## Problem description
Can you reproduce the listing lines starting at the line that has "task: provide the mask of every instance of the pier" and ending after the one that has "M 154 149 L", replacing "pier structure" with "dock structure" and keeping everything else unchanged?

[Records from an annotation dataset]
··········
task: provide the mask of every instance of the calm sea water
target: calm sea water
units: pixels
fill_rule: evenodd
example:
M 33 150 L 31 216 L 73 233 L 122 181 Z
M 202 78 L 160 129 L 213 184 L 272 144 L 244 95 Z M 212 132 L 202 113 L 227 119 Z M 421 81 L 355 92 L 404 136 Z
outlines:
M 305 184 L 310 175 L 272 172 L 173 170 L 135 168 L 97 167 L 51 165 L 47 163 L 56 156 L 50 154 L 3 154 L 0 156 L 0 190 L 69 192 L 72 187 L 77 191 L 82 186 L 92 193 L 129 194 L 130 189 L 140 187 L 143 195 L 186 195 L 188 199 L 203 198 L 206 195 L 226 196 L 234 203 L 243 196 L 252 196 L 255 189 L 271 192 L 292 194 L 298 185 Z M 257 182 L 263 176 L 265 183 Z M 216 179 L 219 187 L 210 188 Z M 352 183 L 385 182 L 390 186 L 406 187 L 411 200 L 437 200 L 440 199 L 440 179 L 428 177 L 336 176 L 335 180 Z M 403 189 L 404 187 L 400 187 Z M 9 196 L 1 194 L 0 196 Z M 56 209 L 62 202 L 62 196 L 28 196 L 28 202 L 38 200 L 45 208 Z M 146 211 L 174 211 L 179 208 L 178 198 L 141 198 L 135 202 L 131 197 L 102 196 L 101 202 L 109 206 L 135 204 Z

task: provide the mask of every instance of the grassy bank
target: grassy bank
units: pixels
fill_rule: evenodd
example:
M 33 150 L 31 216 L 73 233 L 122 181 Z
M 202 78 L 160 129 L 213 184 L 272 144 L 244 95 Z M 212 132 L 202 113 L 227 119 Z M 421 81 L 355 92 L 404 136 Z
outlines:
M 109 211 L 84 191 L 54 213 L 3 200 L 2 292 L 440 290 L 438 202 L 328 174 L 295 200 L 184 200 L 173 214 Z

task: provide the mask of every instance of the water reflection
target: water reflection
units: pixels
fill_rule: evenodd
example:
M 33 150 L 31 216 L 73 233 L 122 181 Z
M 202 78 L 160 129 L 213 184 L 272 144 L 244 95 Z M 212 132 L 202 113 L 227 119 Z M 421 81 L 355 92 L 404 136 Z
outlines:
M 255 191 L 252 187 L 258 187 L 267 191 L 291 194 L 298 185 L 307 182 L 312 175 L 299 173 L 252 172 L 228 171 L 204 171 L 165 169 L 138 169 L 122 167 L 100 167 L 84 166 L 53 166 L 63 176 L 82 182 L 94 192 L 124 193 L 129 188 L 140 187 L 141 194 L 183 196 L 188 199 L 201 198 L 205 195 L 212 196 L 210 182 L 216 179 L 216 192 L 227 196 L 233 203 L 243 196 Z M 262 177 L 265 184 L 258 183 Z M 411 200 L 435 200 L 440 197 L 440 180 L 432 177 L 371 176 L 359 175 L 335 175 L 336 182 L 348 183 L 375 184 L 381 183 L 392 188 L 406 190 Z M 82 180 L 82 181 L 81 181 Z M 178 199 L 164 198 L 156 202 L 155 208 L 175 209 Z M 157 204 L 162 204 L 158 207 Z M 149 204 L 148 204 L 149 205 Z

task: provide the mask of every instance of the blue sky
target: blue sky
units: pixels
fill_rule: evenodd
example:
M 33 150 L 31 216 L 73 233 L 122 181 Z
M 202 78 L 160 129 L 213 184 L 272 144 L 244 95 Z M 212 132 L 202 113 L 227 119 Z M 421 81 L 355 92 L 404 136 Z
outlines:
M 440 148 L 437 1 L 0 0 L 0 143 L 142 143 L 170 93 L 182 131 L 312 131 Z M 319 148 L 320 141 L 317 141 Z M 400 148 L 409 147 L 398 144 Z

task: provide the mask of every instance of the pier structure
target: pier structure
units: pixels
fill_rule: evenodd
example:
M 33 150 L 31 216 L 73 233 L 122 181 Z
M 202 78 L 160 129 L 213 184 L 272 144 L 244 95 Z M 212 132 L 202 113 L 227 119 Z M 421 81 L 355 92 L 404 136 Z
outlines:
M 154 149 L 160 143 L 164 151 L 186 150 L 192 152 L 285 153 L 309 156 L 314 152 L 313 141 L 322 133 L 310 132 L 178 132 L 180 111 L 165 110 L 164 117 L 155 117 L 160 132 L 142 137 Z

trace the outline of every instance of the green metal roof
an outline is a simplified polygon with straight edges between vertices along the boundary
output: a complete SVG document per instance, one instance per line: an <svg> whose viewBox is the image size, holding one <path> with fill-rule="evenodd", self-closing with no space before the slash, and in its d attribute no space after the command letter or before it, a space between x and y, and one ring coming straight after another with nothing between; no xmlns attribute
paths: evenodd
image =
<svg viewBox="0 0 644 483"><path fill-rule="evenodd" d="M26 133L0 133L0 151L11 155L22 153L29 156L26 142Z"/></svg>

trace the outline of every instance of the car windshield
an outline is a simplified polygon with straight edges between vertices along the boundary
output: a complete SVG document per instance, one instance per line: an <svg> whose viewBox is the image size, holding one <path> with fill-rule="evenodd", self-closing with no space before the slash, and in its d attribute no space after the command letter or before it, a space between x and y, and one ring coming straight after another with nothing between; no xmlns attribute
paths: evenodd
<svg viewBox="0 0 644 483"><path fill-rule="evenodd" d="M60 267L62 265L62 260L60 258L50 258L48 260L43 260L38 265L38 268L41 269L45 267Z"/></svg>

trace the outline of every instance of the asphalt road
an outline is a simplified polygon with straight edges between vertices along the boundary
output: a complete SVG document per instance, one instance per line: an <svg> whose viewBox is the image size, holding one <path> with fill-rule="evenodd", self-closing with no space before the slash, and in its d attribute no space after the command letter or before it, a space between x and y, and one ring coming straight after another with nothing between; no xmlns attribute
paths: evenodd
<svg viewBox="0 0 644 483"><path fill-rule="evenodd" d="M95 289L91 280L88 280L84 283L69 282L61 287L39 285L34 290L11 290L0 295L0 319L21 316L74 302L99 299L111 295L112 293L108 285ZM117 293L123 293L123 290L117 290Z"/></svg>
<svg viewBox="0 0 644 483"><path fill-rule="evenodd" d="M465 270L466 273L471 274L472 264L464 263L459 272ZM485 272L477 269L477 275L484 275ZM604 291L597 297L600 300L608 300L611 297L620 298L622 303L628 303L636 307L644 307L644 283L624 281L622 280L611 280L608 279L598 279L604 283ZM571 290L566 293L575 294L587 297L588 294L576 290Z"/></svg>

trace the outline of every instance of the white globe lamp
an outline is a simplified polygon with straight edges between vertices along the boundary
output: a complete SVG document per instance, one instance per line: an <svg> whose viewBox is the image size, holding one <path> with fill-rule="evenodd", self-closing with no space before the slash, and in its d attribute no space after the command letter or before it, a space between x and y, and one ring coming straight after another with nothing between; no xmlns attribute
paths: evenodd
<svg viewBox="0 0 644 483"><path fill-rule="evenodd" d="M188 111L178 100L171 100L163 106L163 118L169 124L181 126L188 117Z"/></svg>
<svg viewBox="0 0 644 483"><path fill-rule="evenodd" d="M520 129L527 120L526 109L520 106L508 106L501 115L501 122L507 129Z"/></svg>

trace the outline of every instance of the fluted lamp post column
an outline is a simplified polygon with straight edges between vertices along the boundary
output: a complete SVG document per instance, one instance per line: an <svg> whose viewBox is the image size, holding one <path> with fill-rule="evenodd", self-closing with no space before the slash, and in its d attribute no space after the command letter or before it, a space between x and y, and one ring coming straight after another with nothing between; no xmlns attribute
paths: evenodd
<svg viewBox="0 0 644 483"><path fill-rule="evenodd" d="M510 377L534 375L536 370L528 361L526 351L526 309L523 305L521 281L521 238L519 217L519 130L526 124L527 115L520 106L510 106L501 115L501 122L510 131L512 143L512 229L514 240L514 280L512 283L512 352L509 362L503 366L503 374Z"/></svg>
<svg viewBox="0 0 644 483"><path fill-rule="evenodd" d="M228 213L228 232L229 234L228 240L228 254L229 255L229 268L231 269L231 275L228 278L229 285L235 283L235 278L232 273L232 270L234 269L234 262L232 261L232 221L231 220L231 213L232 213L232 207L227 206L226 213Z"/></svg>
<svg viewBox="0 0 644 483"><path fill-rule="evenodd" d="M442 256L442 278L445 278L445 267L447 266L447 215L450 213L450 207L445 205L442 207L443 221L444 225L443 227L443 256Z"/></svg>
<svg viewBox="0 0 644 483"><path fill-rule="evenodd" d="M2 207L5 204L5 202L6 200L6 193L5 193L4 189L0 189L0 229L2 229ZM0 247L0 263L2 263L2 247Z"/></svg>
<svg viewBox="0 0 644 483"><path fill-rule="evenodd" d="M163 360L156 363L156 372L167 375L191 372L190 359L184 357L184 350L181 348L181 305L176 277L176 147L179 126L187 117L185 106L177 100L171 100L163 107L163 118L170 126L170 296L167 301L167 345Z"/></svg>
··········
## Written solution
task: provide the mask of every instance of the dock structure
target: dock structure
units: pixels
fill_rule: evenodd
example:
M 33 150 L 31 216 L 73 233 L 122 181 Z
M 202 78 L 160 129 L 213 184 L 272 144 L 244 95 Z M 212 132 L 202 113 L 227 119 Z M 421 81 L 355 92 L 404 136 Z
outlines:
M 154 149 L 160 143 L 164 151 L 186 150 L 192 152 L 285 153 L 309 156 L 314 152 L 313 141 L 322 133 L 310 132 L 178 132 L 180 111 L 165 110 L 164 117 L 155 117 L 160 132 L 142 137 Z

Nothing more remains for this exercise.